■ **O QUE FAZER**
- a) Na reportagem sobre os protestos pró-Bolsonaro, substitua "atos" por "manifestações" no trecho que começa nas palavras "Os atos foram" e vai até "Rousseff em 2015.", inclusive.
- b) Segundo a reportagem sobre os protestos pró-Bolsonaro, em que data aconteceram os protestos contra os cortes no Orçamento da Educação?
- c) Dê continuidade à reportagem sobre os protestos pró-Bolsonaro a partir da última frase apresentada.

■ **TEXTO FORNECIDO**
---
© Evaristo Sa/Getty Images Manifestantes reunidos em frente ao Congresso Nacional, em Brasília |
Manifestantes ocuparam
as ruas de dezenas de cidades brasileiras neste domingo em apoio ao governo
de Jair Bolsonaro. O
tamanho da mobilização, porém, não parece suficiente para fortalecer o
presidente nas negociações com o Congresso Nacional, acreditam analistas
políticos ouvidos pela BBC News Brasil. Com isso, afirmam, a tendência é de
continuidade da crise política.
Os atos foram
convocados em resposta aos protestos realizados em 15 de maio contra os cortes
anunciados no Orçamento da Educação. No entanto, embora milhares de pessoas
tenham comparecido às ruas em cidades como São Paulo, Rio de Janeiro e
Brasília, a mobilização nacional não superou o movimento de oposição ao governo
e ficou aquém dos protestos massivos que marcaram o país em 2013 e pelo
impeachment da ex-presidente Dilma Rousseff em 2015.
---
■ **ITENS LISTADOS**
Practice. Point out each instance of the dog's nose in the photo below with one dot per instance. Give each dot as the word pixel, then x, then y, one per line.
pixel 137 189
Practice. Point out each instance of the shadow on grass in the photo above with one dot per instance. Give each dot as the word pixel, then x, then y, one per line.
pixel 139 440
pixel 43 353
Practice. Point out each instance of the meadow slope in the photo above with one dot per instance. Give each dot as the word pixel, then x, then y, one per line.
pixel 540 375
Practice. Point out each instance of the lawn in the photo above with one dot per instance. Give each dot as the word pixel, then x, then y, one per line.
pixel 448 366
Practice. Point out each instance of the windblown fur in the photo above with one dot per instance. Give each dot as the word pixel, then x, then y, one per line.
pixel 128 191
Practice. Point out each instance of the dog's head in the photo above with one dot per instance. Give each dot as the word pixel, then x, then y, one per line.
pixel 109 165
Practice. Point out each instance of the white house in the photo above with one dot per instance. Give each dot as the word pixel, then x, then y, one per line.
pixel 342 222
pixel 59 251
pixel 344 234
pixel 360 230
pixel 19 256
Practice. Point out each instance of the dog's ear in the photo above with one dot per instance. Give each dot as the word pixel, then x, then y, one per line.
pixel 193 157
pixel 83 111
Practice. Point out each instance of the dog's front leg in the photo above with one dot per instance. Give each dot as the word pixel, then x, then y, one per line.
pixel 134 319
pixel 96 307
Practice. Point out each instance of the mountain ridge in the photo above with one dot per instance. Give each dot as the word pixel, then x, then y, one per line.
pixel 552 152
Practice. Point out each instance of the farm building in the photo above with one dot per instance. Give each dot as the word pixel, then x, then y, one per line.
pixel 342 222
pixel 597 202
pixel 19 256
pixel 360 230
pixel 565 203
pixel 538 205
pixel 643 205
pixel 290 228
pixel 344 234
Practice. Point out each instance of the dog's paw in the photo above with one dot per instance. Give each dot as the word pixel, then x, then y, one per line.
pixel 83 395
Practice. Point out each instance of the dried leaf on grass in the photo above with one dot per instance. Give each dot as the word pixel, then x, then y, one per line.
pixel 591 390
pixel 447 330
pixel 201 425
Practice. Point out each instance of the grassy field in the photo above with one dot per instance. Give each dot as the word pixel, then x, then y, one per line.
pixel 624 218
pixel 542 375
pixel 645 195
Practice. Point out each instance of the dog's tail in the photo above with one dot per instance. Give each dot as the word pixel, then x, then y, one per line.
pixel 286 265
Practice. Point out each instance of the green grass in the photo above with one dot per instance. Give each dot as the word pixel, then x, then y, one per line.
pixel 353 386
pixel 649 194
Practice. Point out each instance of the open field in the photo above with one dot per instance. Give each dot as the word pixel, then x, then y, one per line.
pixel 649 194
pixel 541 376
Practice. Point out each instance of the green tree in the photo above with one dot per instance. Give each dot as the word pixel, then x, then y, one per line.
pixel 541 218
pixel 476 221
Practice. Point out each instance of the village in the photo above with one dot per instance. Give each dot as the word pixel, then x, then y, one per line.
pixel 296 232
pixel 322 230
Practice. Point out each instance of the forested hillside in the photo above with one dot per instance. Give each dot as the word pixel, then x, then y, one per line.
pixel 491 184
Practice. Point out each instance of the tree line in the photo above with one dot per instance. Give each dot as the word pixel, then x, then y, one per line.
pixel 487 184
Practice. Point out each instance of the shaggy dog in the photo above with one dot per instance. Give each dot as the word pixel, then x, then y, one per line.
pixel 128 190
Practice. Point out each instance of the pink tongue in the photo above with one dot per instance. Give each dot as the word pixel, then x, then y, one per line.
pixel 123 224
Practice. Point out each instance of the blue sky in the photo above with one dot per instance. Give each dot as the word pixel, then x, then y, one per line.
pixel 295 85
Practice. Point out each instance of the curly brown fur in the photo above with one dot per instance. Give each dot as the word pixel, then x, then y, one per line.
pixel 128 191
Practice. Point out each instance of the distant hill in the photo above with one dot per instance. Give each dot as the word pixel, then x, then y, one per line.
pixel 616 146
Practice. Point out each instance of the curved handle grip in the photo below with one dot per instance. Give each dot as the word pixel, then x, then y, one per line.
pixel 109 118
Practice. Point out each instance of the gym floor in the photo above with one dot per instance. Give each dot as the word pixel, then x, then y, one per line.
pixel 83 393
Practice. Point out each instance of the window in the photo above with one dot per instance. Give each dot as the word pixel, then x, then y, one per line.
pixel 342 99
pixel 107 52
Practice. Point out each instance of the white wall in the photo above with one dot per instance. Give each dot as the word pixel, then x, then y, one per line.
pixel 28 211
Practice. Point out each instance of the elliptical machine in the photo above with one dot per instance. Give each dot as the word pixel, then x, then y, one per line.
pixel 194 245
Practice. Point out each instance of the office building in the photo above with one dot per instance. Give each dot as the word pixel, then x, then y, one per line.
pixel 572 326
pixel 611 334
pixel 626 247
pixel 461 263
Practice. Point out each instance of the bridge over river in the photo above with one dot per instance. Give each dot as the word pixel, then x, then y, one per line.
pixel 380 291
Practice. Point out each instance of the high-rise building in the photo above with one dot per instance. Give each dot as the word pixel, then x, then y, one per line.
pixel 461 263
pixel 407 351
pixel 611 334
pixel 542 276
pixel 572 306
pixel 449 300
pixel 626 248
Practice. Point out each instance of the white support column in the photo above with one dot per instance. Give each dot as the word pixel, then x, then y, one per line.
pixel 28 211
---
■ **EXERCÍCIOS RESOLVIDOS**
- a)
Os manifestações foram
convocados em resposta aos protestos realizados em 15 de maio contra os cortes
anunciados no Orçamento da Educação. No entanto, embora milhares de pessoas
tenham comparecido às ruas em cidades como São Paulo, Rio de Janeiro e
Brasília, a mobilização nacional não superou o movimento de oposição ao governo
e ficou aquém dos protestos massivos que marcaram o país em 2013 e pelo
impeachment da ex-presidente Dilma Rousseff em 2015.

- b) Em 15 de maio.

- c)
"As
manifestações desse domingo mostram que Bolsonaro tem apoiadores dispostos a
ocupar as ruas, mas não é um mito de popularidade com capacidade de constranger
o Congresso. O ato na Avenida Paulista (em São Paulo) ocupou várias quadras,
mas o público estava espalhado, deixando espaços vazios", observou o
cientista político Carlos Melo, professor do Insper.
Na leitura do
cientista político Antônio Lavareda, professor da Universidade Federal de
Pernambuco (UFPE), as manifestações tiveram "tamanho proporcional à
popularidade do presidente hoje". Ele lembra que as pesquisas de opinião
têm mostrado que um terço dos brasileiros avaliam positivamente o governo,
enquanto outro terço rechaça a gestão e o restante a avalia como regular.
"Os atos de
hoje não fortalecem nem enfraquecem o presidente. Como não houve uma
mobilização massiva, não foi criado capital político novo para o
presidente", avalia.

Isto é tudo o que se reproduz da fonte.